原論文：http://www.arxiv.org/pdf/1505.04597.pdf

1、基本框架

Unet包括兩部分：第一部分，特徵提取（convolution layers），與VGG、Inception、ResNet等類似。第二部分上採樣部分（upsamping layers）。convolutions layers中每個pooling layer前一刻的activation值會concatenate到對應的upsamping層的activation值中。由於網絡結構像U型，所以叫U-Net網絡。

特徵提取部分（convolution layers），每經過一個池化層就一個尺度，包括原圖尺度一共有5個尺度。
上採樣部分（upsamping layers），每上採樣一次，就和特徵提取部分對應的通道數相同尺度融合，但是融合之前要將其crop。這裏的融合也是拼接。

Unet可以採用resnet/vgg/inception+upsampling的形式來實現。

Architecture:
a. U-net建立在FCN的網絡架構上，作者修改並擴大了這個網絡框架，使其能夠使用很少的訓練圖像就得到很精確的分割結果。

****

## 必做任務
1. 把 U-Net 介紹中以「Unet包括兩部分」開頭的那一段改寫成條列，保留主要內容。
2. 請把 U-Net 介紹裡的「由於網絡結構像U型，所以叫U-Net網絡。」譯成英文。
3. 根據 U-Net 介紹回答：
(a) 特徵提取部分連同原圖尺度，一共有幾個尺度？
(b) 上採樣部分所說的融合，指的是哪一種做法？
(c) U-net 建立在哪一種網絡架構上？

## 資料部分
****

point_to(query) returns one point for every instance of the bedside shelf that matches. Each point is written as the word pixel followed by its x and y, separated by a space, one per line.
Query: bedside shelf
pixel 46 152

****

## 各題答案
1.
- Unet 由兩部分組成。
- 第一部分是特徵提取（convolution layers），跟 VGG、Inception、ResNet 等類似。
- 第二部分是上採樣部分（upsamping layers）。
- 每個 pooling layer 前一刻的 activation 值，會 concatenate 到對應上採樣層的 activation 值中。
- 網絡結構像 U 型，所以叫 U-Net。

2. Because the network structure is shaped like a U, it is called U-Net.

3.
(a) 5 個尺度。
(b) 拼接。
(c) FCN 的網絡架構。